> **TASK**: Your task is to reproduce the material exactly.

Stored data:
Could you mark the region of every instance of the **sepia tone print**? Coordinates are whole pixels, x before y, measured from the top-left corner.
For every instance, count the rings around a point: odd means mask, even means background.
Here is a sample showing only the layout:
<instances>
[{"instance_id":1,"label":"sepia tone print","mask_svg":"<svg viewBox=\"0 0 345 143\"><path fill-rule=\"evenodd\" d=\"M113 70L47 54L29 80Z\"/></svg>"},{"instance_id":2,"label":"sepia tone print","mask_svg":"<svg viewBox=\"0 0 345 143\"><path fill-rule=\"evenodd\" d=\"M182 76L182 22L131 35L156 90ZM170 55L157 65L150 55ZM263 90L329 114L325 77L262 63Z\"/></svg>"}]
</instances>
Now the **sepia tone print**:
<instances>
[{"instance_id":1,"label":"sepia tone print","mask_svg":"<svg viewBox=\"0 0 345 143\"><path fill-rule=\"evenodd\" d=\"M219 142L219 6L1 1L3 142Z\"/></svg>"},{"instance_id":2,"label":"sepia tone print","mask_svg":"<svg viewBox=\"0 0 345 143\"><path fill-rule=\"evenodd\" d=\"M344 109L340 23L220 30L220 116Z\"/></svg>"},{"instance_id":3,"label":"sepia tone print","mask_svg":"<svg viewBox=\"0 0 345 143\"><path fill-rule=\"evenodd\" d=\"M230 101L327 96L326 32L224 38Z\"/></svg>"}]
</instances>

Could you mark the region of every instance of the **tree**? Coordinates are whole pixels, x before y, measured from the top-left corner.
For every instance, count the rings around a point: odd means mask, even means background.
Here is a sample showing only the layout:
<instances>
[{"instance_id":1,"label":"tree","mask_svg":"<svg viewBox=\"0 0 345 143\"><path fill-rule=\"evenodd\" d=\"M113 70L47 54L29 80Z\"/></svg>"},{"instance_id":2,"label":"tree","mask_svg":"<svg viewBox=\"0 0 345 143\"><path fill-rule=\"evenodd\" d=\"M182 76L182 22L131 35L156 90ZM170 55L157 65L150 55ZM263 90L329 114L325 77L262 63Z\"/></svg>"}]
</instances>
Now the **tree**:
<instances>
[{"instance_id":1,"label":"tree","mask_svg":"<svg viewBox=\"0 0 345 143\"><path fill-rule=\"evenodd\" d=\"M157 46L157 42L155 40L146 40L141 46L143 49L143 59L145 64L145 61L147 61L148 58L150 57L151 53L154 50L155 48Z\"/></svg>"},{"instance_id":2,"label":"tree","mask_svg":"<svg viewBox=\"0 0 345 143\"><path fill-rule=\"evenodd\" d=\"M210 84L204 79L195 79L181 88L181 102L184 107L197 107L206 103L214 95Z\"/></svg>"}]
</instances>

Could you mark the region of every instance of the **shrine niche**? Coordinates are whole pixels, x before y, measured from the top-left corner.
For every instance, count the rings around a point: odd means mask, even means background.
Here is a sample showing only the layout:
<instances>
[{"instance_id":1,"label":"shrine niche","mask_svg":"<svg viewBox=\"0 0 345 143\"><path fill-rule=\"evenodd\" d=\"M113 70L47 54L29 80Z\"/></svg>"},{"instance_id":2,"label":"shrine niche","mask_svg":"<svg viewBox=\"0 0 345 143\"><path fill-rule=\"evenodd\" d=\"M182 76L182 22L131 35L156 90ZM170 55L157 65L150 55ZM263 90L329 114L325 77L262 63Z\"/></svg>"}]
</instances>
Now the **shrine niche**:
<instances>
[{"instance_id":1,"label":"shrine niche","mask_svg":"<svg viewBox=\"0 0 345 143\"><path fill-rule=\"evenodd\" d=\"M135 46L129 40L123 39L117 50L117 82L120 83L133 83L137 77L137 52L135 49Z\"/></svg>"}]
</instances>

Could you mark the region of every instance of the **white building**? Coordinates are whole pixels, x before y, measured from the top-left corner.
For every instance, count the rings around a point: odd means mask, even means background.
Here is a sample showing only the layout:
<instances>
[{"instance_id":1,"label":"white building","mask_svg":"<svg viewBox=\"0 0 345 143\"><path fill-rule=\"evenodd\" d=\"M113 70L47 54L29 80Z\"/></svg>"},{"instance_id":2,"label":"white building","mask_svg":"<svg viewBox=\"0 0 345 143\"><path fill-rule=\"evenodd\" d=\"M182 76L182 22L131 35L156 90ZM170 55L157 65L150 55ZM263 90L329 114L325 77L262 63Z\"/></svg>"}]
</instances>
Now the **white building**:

> **SOLUTION TO THIS PROBLEM**:
Could you mark the region of every instance of the **sepia tone print**? Coordinates are whole pixels, x before y, measured from the top-left corner.
For every instance, count the rings around a point: odd means mask, even means background.
Here is a sample showing only the layout:
<instances>
[{"instance_id":1,"label":"sepia tone print","mask_svg":"<svg viewBox=\"0 0 345 143\"><path fill-rule=\"evenodd\" d=\"M113 70L47 54L29 80Z\"/></svg>"},{"instance_id":2,"label":"sepia tone print","mask_svg":"<svg viewBox=\"0 0 345 143\"><path fill-rule=\"evenodd\" d=\"M182 76L182 22L131 35L156 90ZM170 55L157 65L150 55ZM263 90L329 114L325 77L262 63Z\"/></svg>"}]
</instances>
Now the **sepia tone print**:
<instances>
[{"instance_id":1,"label":"sepia tone print","mask_svg":"<svg viewBox=\"0 0 345 143\"><path fill-rule=\"evenodd\" d=\"M219 142L219 6L1 1L3 142Z\"/></svg>"},{"instance_id":2,"label":"sepia tone print","mask_svg":"<svg viewBox=\"0 0 345 143\"><path fill-rule=\"evenodd\" d=\"M344 109L340 23L220 30L220 116Z\"/></svg>"},{"instance_id":3,"label":"sepia tone print","mask_svg":"<svg viewBox=\"0 0 345 143\"><path fill-rule=\"evenodd\" d=\"M230 101L327 96L326 32L224 38Z\"/></svg>"}]
</instances>

Could you mark the region of every instance of the **tree**? Coordinates are whole pixels, x before y, measured from the top-left corner.
For every instance, count the rings around a point: odd means mask, even means background.
Here is a sample showing only the layout:
<instances>
[{"instance_id":1,"label":"tree","mask_svg":"<svg viewBox=\"0 0 345 143\"><path fill-rule=\"evenodd\" d=\"M113 70L47 54L29 80Z\"/></svg>"},{"instance_id":2,"label":"tree","mask_svg":"<svg viewBox=\"0 0 345 143\"><path fill-rule=\"evenodd\" d=\"M182 76L182 22L131 35L156 90ZM170 55L157 65L150 55ZM263 90L329 114L325 77L262 63Z\"/></svg>"}]
</instances>
Now the **tree**:
<instances>
[{"instance_id":1,"label":"tree","mask_svg":"<svg viewBox=\"0 0 345 143\"><path fill-rule=\"evenodd\" d=\"M157 46L157 42L155 40L146 40L141 46L143 49L143 59L145 64L145 61L147 61L148 58L150 57L151 53L154 50L155 48Z\"/></svg>"},{"instance_id":2,"label":"tree","mask_svg":"<svg viewBox=\"0 0 345 143\"><path fill-rule=\"evenodd\" d=\"M210 84L204 79L195 79L181 88L181 102L184 107L197 107L206 103L214 95Z\"/></svg>"}]
</instances>

Could you mark the region of every instance of the **shrine niche**? Coordinates are whole pixels, x before y, measured from the top-left corner.
For every instance, count the rings around a point: odd means mask, even means background.
Here is a sample showing only the layout:
<instances>
[{"instance_id":1,"label":"shrine niche","mask_svg":"<svg viewBox=\"0 0 345 143\"><path fill-rule=\"evenodd\" d=\"M113 70L47 54L29 80Z\"/></svg>"},{"instance_id":2,"label":"shrine niche","mask_svg":"<svg viewBox=\"0 0 345 143\"><path fill-rule=\"evenodd\" d=\"M182 76L182 22L131 35L156 90ZM170 55L157 65L150 55ZM263 90L329 114L325 77L262 63Z\"/></svg>"}]
</instances>
Now the **shrine niche**:
<instances>
[{"instance_id":1,"label":"shrine niche","mask_svg":"<svg viewBox=\"0 0 345 143\"><path fill-rule=\"evenodd\" d=\"M135 46L129 40L123 39L117 50L117 82L120 83L133 83L137 77L137 52L135 49Z\"/></svg>"}]
</instances>

Could you mark the region of every instance of the **white building**? Coordinates are whole pixels, x before y, measured from the top-left corner.
For every instance, count the rings around a point: odd means mask, even means background.
Here is a sample showing only the layout:
<instances>
[{"instance_id":1,"label":"white building","mask_svg":"<svg viewBox=\"0 0 345 143\"><path fill-rule=\"evenodd\" d=\"M113 70L47 54L29 80Z\"/></svg>"},{"instance_id":2,"label":"white building","mask_svg":"<svg viewBox=\"0 0 345 143\"><path fill-rule=\"evenodd\" d=\"M182 76L182 22L131 35L156 90ZM170 55L157 65L150 55ZM263 90L329 114L325 77L262 63Z\"/></svg>"}]
</instances>
Now the **white building**:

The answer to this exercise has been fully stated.